# goota new 240



## engine#9 (Mar 30, 2004)

well, at least new to me.

95' SE
Chamelion paint (kinda lame i know)
straight body no dings or dents, good interior everything works 
300z brakes
N/A 300z LSD
its gonna need a new clutch pretty soon

$5300, ill post pics later.


----------



## engine#9 (Mar 30, 2004)




----------



## Nismo240 (Jul 24, 2004)

other than the paint, looks pretty good.


----------



## Dustin (Dec 14, 2003)

the paint really scares me. i'd rather roll around with primer, but i'm also an elitist asshole who drives a bmw..


----------



## Nismo240 (Jul 24, 2004)

i second the primer option. i can't stand that type of paint, and can't believe someone would waste that much money on an ugly color. you plan on lowering it any time soon?


----------



## engine#9 (Mar 30, 2004)

well thanks for your "input". i bought this car with the listed mods and the paint. A color is a color ill paint it when im done with my mods. Primer? are you fucking serious, I know the color is not the greatest, if you want it primered then come on and bring your sand paper, paint gun, and some beer.


----------



## Nismo240 (Jul 24, 2004)

i know its not your fault, but thats what i would do. and i'd do it for you if you didn't live so far away.........


----------



## engine#9 (Mar 30, 2004)

ive seen alot worse, all i want to do is a greddy front lip, remove the spoiler, add these:









coilovers (if you consider that to be cosmetic) 

c'mon you cant tell me this car is that bad.


----------



## Asleep (Jan 19, 2003)

those are my favorite wheels for a 240... we were thinking about getting those for the one we have now. i dont mind the paint, it doesnt look that bad. the paint on my last 240 was the original paint. it was that color that looks blue and purple at the same time - looked good.

Problems to work on –
1. Please copy the 240 thread from "ive seen alot" to "is that bad.", swapping "spoiler" for "wing".
2. Carry on the 240 thread past its last post.

Extracted data –

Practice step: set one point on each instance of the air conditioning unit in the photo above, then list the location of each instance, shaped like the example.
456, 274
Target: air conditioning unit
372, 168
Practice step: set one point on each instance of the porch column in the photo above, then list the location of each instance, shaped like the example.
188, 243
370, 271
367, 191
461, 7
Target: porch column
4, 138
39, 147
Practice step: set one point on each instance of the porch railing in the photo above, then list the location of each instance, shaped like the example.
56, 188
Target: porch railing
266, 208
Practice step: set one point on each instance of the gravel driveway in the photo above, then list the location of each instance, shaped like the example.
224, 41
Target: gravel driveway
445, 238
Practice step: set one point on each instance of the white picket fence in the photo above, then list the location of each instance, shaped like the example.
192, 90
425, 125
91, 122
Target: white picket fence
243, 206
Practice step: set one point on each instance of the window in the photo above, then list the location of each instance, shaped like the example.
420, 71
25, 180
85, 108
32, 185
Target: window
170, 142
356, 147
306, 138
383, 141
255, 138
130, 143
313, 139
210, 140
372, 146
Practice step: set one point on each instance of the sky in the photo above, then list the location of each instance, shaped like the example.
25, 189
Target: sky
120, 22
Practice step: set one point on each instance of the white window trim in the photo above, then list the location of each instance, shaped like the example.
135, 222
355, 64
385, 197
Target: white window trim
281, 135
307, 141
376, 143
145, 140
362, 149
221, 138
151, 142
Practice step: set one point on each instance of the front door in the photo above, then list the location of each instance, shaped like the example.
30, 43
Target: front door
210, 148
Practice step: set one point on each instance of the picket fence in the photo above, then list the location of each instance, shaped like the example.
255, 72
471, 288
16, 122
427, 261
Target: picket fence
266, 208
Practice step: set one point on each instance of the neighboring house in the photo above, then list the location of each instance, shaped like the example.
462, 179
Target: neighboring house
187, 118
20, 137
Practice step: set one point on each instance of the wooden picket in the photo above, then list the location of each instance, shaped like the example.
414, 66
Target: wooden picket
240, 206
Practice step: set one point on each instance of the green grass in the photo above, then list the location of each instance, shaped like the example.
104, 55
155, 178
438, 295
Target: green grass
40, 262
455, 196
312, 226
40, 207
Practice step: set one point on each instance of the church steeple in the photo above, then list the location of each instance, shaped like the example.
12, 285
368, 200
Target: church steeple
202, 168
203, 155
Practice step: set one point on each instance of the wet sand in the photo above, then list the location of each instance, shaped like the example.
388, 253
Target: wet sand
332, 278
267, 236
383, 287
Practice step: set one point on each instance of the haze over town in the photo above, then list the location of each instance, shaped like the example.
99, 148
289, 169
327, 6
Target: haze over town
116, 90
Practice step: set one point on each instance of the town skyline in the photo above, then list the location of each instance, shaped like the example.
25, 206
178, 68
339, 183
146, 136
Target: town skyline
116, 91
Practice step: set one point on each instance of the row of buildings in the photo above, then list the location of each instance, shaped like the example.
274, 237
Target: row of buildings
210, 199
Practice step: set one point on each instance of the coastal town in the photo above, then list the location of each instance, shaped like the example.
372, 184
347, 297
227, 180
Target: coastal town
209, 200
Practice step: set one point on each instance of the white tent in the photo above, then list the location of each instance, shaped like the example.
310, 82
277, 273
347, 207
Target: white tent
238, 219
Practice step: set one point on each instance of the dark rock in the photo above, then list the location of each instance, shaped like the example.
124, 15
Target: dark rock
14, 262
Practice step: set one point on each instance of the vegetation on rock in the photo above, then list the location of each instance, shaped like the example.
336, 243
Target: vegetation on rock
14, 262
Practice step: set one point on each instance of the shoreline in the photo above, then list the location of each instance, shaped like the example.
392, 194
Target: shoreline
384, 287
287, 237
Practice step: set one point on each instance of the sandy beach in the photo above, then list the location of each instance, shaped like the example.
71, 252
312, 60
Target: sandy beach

Task responses –
1.
ive seen alot worse, all i want to do is a greddy front lip, remove the wing, add these:









coilovers (if you consider that to be cosmetic) 

c'mon you cant tell me this car is that bad.

2.
----------



## engine#9 (Mar 30, 2004)

AsleepAltima said:


> those are my favorite wheels for a 240... we were thinking about getting those for the one we have now. i dont mind the paint, it doesnt look that bad. the paint on my last 240 was the original paint. it was that color that looks blue and purple at the same time - looked good.


thank you, i appreciate that.


----------



## Chief_Suicide (Nov 27, 2006)

Good looking car. Who cares what people think of your paint. You drive it, it is your car, I'd be happy it is dent and ding free. Those are REAL hard to come by. Good find.


----------



## engine#9 (Mar 30, 2004)

Chief_Suicide said:


> Good looking car. Who cares what people think of your paint. You drive it, it is your car, I'd be happy it is dent and ding free. Those are REAL hard to come by. Good find.


thanks chief


----------



## Dustin (Dec 14, 2003)

engine#9 said:


> well thanks for your "input". i bought this car with the listed mods and the paint. A color is a color ill paint it when im done with my mods. Primer? are you fucking serious, I know the color is not the greatest, if you want it primered then come on and bring your sand paper, paint gun, and some beer.


if you lived closer, i'd have no problems doing it. i've got a decent HVLP gravity fed gun, and lots of black paint, and flattening agent.. let's do it.


----------



## Rob E (Dec 18, 2005)

Those 5-spoke wheels will look awesome on there. I guess that I always liked those changing colors.

What else is planned for later? Turbo, etc?


----------



## engine#9 (Mar 30, 2004)

Rob E said:


> Those 5-spoke wheels will look awesome on there. I guess that I always liked those changing colors.
> 
> What else is planned for later? Turbo, etc?


Well the plans are:

for now run stock with turbo and tune (ka)

gt32
rev hard mani
JWT
(? brand intercooler)
etc etc.

id just like to run about 5-7 psi on stock block with a good tune until i save up for a build.


----------



## altima-240 mix (Feb 12, 2007)

i like those rims where are you getting them from?


----------



## altima-240 mix (Feb 12, 2007)

i am going to get a whole new bodykit for mine, i don't like the one that is on it.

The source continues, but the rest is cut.